__DOCUMENT SECTION__:
:::::
Over the last few weeks I’ve been dipping into a book that has been on my shelf for a while; ‘The Book About Getting Older: for people who don’t want to talk about it’, by Dr Lucy Pollock. It’s a fascinating and uplifting reflection on lessons learned caring for the very old and the urgent need society has to reframe how lifespan and healthspan are viewed. It talks to the conversations we need to have with those we love. But also on the tools and practices we can put in place to support ourselves in ageing well. After all, she writes - we are all ‘apprentice elderly’. And our likelihood of living to a very old age is much higher than we may think. The book starts with her favourite question to ask new medical students; At what age do you develop a less than even chance of living another year?
:::::
[Stored dataset items]
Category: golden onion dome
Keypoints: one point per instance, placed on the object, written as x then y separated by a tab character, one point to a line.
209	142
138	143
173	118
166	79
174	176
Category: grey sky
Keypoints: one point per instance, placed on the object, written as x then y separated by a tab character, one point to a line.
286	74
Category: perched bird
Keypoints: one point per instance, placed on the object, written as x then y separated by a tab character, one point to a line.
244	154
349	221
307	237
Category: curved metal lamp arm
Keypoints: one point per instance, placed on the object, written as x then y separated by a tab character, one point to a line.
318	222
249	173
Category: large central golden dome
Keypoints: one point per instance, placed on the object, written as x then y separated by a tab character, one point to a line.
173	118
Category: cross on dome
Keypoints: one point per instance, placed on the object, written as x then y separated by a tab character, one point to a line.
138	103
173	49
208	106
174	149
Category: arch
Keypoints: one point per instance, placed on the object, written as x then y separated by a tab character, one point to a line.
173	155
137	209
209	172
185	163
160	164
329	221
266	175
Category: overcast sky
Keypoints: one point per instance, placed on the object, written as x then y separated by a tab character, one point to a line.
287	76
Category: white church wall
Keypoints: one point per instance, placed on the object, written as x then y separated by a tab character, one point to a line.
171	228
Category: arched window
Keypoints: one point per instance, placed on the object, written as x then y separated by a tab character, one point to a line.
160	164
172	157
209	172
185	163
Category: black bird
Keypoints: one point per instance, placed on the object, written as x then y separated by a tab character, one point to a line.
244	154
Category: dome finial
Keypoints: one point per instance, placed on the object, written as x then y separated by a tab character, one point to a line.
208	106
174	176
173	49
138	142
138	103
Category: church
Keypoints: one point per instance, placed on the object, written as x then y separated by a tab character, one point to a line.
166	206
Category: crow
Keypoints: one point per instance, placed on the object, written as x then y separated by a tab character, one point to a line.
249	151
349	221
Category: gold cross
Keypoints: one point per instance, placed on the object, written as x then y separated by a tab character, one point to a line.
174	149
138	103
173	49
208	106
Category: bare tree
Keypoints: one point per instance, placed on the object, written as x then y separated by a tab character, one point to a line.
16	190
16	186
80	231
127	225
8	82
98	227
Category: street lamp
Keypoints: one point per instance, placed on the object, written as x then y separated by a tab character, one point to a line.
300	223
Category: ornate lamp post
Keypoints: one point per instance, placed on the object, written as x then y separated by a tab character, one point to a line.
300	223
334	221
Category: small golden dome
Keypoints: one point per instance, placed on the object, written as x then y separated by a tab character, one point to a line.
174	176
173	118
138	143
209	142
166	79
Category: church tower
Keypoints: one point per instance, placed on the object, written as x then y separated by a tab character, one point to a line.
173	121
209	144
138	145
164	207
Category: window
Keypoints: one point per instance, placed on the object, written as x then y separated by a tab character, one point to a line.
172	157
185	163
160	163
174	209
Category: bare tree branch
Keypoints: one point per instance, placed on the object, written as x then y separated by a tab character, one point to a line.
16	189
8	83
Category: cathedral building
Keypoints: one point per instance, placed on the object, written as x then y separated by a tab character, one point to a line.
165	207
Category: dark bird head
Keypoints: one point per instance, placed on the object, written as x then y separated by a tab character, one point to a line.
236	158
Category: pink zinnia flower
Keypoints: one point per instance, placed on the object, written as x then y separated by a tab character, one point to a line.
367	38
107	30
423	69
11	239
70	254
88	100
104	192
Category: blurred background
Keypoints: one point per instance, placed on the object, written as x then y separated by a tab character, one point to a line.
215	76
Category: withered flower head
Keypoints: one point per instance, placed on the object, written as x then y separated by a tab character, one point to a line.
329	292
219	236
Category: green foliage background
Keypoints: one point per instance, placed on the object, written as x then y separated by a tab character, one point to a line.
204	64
:::::
__YOUR INSTRUCTIONS__:
Copy word for word the part of the reflection on the book about getting older starting at "Over the last" and ending at "living another year?".

__EXPECTED ANSWER__:
Over the last few weeks I’ve been dipping into a book that has been on my shelf for a while; ‘The Book About Getting Older: for people who don’t want to talk about it’, by Dr Lucy Pollock. It’s a fascinating and uplifting reflection on lessons learned caring for the very old and the urgent need society has to reframe how lifespan and healthspan are viewed. It talks to the conversations we need to have with those we love. But also on the tools and practices we can put in place to support ourselves in ageing well. After all, she writes - we are all ‘apprentice elderly’. And our likelihood of living to a very old age is much higher than we may think. The book starts with her favourite question to ask new medical students; At what age do you develop a less than even chance of living another year?